TEXT PASSAGE »
** start **
Stephen Kimble had argued that a 1964 court ruling that banned royalty payments after a patent expired was outdated and anti-competitive, and needed to be overturned.
But the court, in a 6-3 decision, said it was bound by precedent, even if that “means sticking to some wrong decisions.” The opinion by Justice Elena Kagan said Congress is the proper venue for Kimble’s complaint.
Kimble said Monday he was disappointed with the ruling.
“It’s as if nobody is really defending this law, but they’re saying, ‘Go to Congress to change it, don’t come to us,’” he said in a phone interview. “It’s disappointing.”
In a dissent, Justice Samuel Alito said the majority opinion leaned on precedent to “reaffirm a clear case of judicial overreach” and in doing so, upheld a “baseless and damaging precedent.”
That precedent is Brulotte v. Thys, a 1964 decision in which the court said that paying royalties to a patent-holder after a patent expires violates the Patent Act.
In an opinion peppered with Spider-Man puns, Kagan said that there is a high bar for overturning a previous court ruling, and that Kimble did not meet it.
Kagan wrote that as long as there is “a reasonable possibility that parties have structured their business transactions in light of Brulotte, we have one more reason to let it stand.” Overturning it, she said, would upset expectations of parties to patent agreements.
** end **
PROMPT 1 » Scale the stretch of the records from their start through the line containing "(1274, 431)", both ends included, by repeating those lines with their requests and multiplying every coordinate in the answers by 1.15, rounded to whole numbers with halves going up. Leave the pictures out of your answer.

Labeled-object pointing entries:
** start **
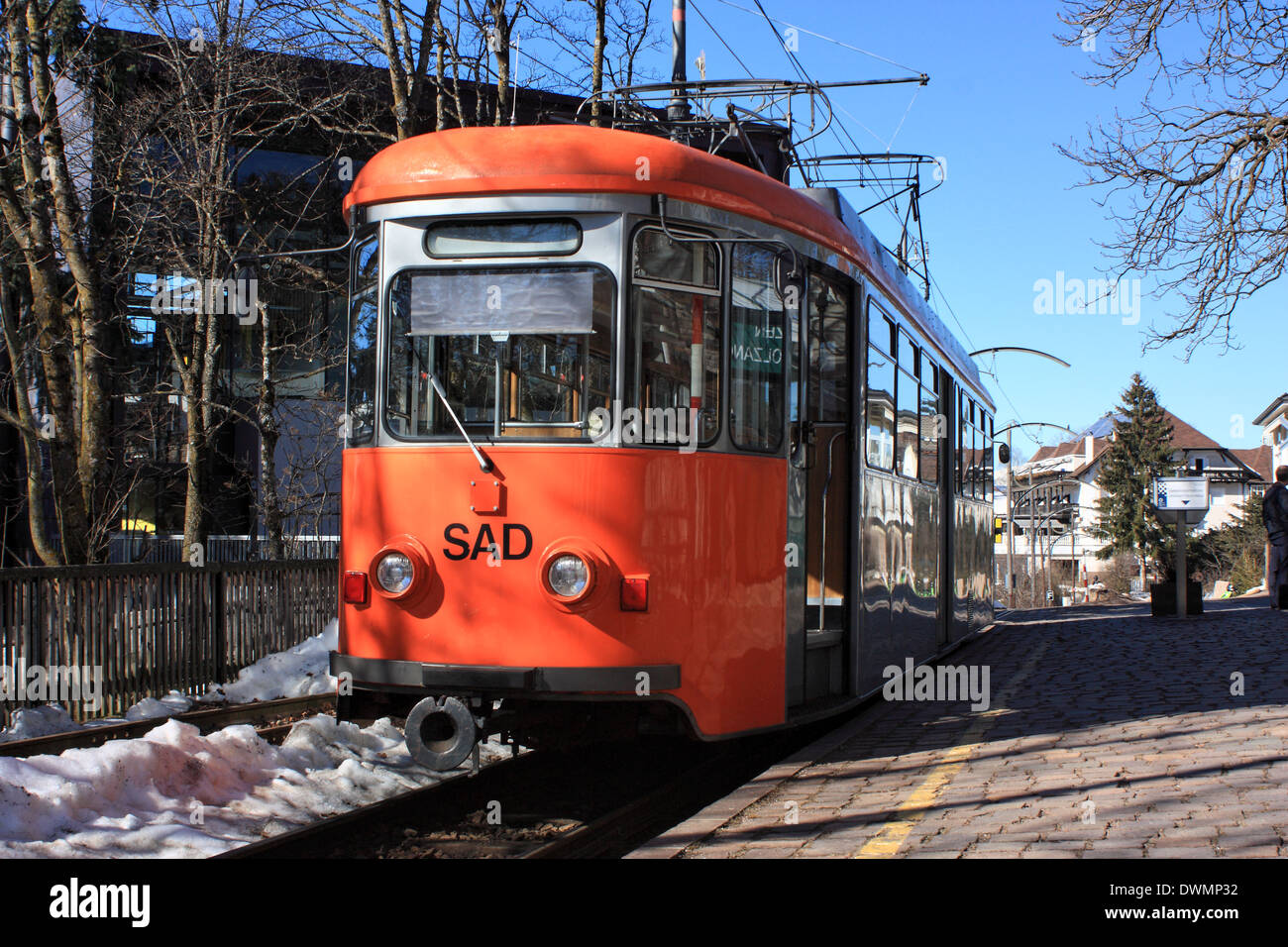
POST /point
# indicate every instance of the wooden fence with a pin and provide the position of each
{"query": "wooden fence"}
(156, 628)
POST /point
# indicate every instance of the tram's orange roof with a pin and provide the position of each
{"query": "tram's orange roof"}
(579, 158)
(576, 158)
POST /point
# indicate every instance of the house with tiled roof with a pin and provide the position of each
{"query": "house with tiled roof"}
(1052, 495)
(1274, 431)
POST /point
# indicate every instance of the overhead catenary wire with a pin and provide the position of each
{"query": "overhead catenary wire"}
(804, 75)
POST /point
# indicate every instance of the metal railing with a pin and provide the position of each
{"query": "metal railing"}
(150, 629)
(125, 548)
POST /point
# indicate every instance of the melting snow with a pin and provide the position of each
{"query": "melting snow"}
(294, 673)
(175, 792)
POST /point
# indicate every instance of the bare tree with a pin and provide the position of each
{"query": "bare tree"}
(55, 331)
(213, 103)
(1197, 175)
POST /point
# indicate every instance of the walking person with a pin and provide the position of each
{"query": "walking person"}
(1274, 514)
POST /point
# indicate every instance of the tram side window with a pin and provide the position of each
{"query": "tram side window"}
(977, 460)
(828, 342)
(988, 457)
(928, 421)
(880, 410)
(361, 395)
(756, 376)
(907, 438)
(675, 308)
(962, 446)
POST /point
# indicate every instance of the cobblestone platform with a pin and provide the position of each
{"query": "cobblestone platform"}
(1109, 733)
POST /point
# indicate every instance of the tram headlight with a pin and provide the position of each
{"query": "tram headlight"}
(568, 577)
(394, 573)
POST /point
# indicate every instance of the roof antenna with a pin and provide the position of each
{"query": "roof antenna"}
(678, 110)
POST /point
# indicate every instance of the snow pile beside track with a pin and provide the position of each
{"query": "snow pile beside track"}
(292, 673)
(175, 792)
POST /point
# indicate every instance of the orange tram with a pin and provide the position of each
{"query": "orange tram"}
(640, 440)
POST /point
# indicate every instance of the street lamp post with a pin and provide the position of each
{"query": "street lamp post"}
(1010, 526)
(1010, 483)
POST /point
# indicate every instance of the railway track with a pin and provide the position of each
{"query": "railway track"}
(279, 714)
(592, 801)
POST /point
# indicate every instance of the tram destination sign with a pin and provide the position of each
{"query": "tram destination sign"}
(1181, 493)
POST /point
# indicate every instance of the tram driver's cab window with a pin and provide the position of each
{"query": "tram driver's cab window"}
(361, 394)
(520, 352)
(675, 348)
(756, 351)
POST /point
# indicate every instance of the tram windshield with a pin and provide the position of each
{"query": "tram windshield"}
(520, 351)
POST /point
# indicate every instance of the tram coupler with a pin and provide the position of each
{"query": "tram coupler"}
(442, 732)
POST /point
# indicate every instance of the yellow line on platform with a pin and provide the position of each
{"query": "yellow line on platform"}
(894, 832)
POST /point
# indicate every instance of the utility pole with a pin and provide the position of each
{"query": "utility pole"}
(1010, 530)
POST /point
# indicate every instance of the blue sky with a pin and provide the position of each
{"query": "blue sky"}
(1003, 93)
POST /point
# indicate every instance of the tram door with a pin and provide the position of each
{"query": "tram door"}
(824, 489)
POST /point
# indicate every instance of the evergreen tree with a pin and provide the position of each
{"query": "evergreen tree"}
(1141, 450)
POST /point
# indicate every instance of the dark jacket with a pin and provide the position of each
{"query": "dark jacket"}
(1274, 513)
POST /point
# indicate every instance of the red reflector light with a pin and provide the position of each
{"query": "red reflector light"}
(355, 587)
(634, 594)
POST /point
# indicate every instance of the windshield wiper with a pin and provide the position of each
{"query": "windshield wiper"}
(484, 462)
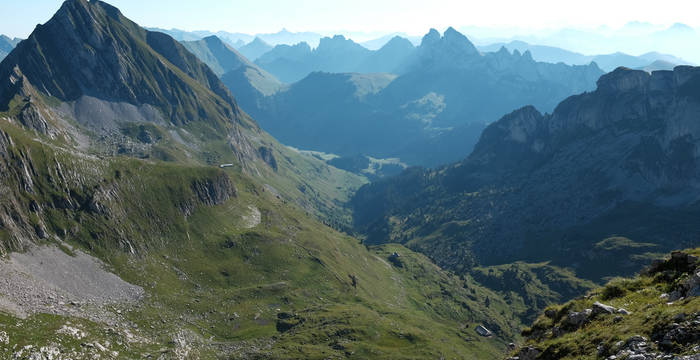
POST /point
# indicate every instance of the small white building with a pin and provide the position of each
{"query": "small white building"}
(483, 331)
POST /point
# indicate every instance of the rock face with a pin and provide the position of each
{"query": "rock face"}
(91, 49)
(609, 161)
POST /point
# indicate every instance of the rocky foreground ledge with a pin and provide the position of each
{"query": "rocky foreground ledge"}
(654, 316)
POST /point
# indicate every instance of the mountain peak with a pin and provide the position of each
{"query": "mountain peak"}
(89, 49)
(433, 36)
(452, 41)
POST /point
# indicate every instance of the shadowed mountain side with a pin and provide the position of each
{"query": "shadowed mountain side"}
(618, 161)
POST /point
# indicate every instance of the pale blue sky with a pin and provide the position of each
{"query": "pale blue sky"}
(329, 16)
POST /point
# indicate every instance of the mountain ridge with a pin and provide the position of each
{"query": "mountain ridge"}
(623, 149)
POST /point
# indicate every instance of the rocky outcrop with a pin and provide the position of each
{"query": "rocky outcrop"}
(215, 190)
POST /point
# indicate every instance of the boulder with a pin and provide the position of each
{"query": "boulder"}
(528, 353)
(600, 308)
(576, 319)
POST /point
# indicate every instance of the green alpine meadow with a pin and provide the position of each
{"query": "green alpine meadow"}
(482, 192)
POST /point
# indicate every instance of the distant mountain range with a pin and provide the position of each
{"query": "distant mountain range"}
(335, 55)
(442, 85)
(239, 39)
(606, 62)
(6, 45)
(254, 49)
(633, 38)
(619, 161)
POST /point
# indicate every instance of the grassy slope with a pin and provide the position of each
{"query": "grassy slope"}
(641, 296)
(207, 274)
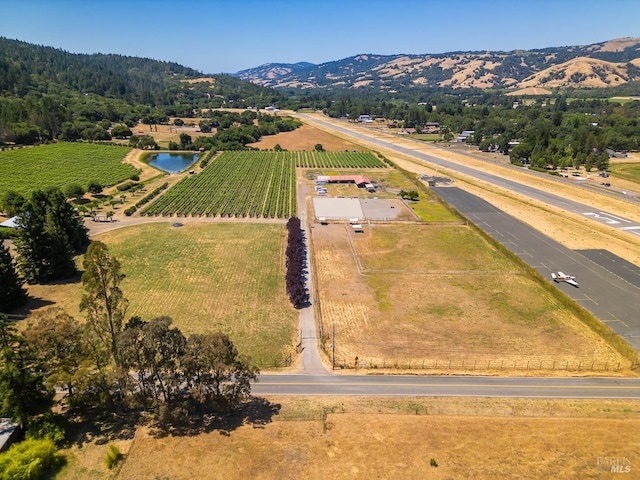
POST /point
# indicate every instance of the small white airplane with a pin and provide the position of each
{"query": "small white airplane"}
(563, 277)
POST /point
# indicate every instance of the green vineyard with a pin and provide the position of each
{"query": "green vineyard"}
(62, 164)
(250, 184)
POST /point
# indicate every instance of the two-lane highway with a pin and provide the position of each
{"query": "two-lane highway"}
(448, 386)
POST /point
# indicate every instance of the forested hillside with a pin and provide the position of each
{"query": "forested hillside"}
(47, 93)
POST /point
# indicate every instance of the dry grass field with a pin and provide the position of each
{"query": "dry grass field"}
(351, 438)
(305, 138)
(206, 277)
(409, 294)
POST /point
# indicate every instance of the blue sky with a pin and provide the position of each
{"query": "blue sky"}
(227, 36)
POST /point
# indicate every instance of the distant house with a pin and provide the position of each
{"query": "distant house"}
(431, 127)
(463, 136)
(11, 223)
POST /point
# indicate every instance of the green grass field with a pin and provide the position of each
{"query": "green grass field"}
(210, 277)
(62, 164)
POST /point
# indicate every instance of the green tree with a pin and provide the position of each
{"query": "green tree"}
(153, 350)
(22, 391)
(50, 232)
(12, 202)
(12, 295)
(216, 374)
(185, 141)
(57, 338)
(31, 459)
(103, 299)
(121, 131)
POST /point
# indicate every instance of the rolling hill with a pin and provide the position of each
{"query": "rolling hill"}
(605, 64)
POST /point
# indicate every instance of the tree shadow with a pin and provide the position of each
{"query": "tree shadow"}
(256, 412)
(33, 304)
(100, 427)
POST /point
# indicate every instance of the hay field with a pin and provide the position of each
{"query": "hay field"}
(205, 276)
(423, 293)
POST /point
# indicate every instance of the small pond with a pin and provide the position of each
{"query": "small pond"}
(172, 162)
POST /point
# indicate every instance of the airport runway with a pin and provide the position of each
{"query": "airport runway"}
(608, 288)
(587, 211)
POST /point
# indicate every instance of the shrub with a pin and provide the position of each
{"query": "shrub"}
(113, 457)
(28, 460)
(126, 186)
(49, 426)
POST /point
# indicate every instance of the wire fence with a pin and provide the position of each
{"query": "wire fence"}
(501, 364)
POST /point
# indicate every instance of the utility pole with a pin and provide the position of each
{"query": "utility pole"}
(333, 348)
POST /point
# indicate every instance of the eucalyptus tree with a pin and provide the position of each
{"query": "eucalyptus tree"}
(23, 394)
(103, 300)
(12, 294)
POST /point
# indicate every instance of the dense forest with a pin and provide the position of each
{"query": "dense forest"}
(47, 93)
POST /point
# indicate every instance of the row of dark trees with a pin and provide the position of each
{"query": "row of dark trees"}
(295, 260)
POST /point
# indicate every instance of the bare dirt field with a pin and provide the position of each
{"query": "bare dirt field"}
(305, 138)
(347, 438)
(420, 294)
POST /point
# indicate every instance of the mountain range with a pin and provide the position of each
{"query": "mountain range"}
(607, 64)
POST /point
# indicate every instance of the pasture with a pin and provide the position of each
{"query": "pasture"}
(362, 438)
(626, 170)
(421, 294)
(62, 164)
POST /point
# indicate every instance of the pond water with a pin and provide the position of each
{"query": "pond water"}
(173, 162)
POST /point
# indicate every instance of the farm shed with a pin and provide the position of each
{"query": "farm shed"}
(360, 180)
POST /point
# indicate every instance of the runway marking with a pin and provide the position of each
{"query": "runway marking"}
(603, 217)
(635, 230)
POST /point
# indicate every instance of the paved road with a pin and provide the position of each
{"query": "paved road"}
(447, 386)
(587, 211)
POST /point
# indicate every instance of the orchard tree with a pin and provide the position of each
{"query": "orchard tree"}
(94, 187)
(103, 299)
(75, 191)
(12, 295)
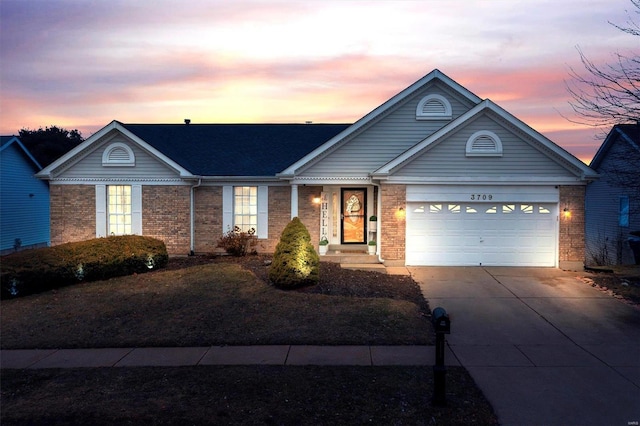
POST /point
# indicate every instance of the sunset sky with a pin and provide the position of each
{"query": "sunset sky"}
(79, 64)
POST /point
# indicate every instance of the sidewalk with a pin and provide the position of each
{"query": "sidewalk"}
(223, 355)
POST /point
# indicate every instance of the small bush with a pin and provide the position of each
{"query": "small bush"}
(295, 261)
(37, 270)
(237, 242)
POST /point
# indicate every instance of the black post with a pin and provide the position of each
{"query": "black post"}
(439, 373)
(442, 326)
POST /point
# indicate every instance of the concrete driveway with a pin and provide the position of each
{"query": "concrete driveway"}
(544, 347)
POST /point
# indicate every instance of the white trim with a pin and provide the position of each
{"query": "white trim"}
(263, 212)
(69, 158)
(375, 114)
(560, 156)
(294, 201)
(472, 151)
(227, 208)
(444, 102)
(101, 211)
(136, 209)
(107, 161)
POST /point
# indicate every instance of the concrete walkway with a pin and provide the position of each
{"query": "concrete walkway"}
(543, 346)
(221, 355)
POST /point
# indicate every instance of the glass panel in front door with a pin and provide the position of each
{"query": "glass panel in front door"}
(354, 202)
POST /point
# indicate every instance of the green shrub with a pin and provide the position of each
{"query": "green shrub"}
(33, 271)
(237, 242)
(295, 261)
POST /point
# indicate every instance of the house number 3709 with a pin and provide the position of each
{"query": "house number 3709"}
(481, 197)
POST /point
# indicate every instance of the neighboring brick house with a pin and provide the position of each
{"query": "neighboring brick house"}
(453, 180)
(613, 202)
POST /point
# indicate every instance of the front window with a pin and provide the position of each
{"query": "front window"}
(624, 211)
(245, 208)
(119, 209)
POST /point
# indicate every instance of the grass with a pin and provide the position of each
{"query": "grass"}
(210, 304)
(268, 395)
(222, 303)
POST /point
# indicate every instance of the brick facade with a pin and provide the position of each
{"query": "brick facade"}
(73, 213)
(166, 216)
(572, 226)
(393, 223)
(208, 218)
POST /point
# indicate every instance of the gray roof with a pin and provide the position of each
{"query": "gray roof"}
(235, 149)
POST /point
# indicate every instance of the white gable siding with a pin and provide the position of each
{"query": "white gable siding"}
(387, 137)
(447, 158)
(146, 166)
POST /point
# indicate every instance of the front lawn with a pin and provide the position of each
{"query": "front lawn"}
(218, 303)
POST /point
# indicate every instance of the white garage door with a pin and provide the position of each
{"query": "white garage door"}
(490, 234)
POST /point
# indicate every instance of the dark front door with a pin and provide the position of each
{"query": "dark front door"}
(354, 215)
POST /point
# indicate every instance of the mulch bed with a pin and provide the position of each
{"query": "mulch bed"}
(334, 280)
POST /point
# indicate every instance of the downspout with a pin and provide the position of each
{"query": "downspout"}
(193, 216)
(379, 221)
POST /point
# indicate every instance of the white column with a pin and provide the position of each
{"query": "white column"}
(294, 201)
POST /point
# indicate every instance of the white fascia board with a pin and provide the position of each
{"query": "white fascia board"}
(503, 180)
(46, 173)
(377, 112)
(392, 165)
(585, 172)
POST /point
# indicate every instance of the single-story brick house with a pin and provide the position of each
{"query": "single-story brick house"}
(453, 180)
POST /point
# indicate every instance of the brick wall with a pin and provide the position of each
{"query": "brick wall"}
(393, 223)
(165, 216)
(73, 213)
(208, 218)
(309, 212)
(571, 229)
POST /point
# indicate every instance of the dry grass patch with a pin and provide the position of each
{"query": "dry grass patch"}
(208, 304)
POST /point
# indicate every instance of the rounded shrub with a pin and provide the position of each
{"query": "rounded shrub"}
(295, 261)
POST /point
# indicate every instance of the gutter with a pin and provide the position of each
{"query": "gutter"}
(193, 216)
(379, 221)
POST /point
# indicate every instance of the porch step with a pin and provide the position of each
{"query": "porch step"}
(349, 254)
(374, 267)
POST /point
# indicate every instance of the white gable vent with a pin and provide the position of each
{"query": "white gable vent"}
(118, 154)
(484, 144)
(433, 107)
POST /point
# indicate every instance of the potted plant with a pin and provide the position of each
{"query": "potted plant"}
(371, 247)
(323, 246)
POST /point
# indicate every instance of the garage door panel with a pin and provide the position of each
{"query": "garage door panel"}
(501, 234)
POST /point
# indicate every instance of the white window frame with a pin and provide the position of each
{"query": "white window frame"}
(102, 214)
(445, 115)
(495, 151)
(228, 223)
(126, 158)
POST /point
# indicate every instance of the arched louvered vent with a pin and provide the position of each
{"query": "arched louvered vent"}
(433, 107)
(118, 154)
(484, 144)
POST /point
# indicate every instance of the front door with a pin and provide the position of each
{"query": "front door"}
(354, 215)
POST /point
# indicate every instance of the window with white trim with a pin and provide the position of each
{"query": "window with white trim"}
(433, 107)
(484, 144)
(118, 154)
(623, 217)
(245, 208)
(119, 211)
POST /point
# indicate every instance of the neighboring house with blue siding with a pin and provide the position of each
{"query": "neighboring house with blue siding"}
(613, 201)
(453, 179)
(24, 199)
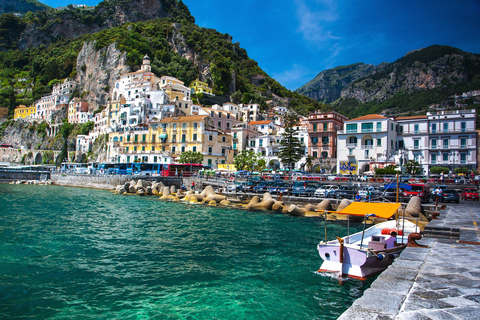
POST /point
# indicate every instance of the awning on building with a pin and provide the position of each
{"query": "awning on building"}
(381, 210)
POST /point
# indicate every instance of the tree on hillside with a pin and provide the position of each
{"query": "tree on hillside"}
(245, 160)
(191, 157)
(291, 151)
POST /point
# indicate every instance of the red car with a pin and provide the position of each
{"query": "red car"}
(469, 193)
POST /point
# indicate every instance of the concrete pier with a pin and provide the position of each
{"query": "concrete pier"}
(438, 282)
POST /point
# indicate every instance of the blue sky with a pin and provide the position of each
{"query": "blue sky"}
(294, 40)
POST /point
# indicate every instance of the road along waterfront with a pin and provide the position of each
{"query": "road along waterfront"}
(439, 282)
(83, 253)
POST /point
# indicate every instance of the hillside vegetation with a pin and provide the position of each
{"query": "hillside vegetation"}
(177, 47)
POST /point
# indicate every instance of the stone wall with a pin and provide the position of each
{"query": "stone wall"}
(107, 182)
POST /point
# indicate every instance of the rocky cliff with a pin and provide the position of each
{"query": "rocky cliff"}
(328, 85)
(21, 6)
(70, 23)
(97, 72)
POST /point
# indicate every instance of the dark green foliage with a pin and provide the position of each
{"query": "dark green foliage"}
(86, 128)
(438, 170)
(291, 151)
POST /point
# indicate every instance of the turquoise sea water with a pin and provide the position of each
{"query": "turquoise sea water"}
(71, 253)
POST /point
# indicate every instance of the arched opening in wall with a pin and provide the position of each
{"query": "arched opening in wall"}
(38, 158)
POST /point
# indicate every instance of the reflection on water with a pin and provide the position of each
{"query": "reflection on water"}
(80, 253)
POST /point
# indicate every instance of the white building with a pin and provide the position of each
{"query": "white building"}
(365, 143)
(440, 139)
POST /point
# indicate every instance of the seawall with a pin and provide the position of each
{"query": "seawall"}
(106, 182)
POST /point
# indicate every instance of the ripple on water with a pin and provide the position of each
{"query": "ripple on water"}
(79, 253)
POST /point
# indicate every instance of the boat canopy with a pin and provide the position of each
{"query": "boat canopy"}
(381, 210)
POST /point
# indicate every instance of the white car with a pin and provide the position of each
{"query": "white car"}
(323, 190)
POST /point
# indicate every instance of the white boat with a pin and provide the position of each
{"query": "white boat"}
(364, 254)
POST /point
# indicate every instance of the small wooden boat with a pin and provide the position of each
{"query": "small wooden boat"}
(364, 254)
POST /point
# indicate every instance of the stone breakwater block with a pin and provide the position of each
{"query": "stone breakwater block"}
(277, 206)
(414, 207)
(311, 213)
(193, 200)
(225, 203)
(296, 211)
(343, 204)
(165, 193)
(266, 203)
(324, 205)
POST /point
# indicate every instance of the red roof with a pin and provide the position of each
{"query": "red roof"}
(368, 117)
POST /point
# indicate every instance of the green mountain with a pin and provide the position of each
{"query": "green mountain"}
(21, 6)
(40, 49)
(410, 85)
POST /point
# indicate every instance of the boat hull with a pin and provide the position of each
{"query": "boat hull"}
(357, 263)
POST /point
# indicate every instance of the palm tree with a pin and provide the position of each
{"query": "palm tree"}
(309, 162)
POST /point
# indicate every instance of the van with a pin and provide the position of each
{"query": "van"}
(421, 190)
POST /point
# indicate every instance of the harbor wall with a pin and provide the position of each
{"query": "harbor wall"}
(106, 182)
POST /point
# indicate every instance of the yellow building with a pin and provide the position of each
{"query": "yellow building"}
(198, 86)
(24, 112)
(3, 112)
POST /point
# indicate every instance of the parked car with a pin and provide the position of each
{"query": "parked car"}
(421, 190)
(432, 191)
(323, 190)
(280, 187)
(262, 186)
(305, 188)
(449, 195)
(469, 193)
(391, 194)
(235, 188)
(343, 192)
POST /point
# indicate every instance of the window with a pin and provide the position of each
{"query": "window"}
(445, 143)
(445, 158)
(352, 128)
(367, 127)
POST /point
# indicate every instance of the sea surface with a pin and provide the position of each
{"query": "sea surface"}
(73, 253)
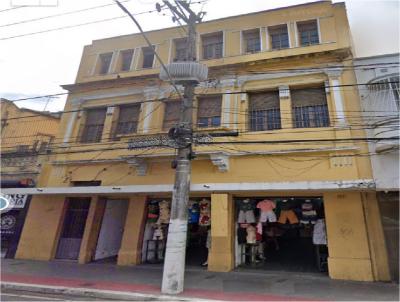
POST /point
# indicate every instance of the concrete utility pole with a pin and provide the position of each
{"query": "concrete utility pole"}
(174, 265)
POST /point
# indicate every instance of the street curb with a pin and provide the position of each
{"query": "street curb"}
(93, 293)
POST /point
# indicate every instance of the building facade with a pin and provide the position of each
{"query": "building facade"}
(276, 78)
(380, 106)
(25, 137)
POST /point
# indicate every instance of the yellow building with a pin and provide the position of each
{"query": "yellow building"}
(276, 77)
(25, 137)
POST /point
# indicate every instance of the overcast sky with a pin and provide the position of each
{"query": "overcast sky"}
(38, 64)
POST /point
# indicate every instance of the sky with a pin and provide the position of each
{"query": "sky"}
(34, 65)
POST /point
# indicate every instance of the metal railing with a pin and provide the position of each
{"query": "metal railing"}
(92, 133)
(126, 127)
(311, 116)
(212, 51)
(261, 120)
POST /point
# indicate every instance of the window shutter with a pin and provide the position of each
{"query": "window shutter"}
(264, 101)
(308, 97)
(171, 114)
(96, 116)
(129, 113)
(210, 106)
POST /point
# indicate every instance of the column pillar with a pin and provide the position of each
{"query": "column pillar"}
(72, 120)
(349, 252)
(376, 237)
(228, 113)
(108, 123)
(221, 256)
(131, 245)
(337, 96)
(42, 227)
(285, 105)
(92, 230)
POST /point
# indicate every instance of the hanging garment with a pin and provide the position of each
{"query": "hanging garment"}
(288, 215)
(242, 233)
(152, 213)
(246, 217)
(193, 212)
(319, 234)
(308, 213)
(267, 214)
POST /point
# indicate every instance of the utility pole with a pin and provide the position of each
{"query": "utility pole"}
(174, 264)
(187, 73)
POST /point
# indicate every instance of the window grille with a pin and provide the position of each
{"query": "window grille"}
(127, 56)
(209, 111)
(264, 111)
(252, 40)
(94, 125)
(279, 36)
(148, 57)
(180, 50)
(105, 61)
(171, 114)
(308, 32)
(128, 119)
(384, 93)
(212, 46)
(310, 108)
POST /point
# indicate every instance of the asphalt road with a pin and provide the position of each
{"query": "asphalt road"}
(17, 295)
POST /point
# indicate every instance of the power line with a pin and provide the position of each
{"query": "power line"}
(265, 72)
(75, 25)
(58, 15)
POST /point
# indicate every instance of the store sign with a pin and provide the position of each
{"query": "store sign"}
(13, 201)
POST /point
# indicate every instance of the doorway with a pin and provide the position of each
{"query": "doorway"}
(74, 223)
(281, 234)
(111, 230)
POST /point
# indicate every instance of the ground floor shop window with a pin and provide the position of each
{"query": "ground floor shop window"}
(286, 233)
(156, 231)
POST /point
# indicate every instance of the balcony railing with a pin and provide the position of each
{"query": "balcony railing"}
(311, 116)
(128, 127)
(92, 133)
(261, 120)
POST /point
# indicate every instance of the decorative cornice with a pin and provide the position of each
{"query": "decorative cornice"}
** end **
PROMPT 2 » Rewrite the stretch of the article on the Supreme Court patent royalty ruling from "In a dissent, Justice" through "to patent agreements.", putting "prior ruling" in place of "precedent" each time it occurs.

EXERCISE ANSWER 1 »
POST /point
# indicate every instance of the wooden fence with a pin and provide the position of each
{"query": "wooden fence"}
(179, 722)
POST /point
# indicate every instance of the tram's orange roof with a pin and provide the position of each
{"query": "tram's orange roof"}
(666, 182)
(662, 182)
POST /point
# indicate every instance of the house with tiled roof with a pin and provide the position of each
{"query": "house with tiled roof"}
(1210, 569)
(1465, 496)

EXERCISE ANSWER 2 »
In a dissent, Justice Samuel Alito said the majority opinion leaned on prior ruling to “reaffirm a clear case of judicial overreach” and in doing so, upheld a “baseless and damaging prior ruling.”
That prior ruling is Brulotte v. Thys, a 1964 decision in which the court said that paying royalties to a patent-holder after a patent expires violates the Patent Act.
In an opinion peppered with Spider-Man puns, Kagan said that there is a high bar for overturning a previous court ruling, and that Kimble did not meet it.
Kagan wrote that as long as there is “a reasonable possibility that parties have structured their business transactions in light of Brulotte, we have one more reason to let it stand.” Overturning it, she said, would upset expectations of parties to patent agreements.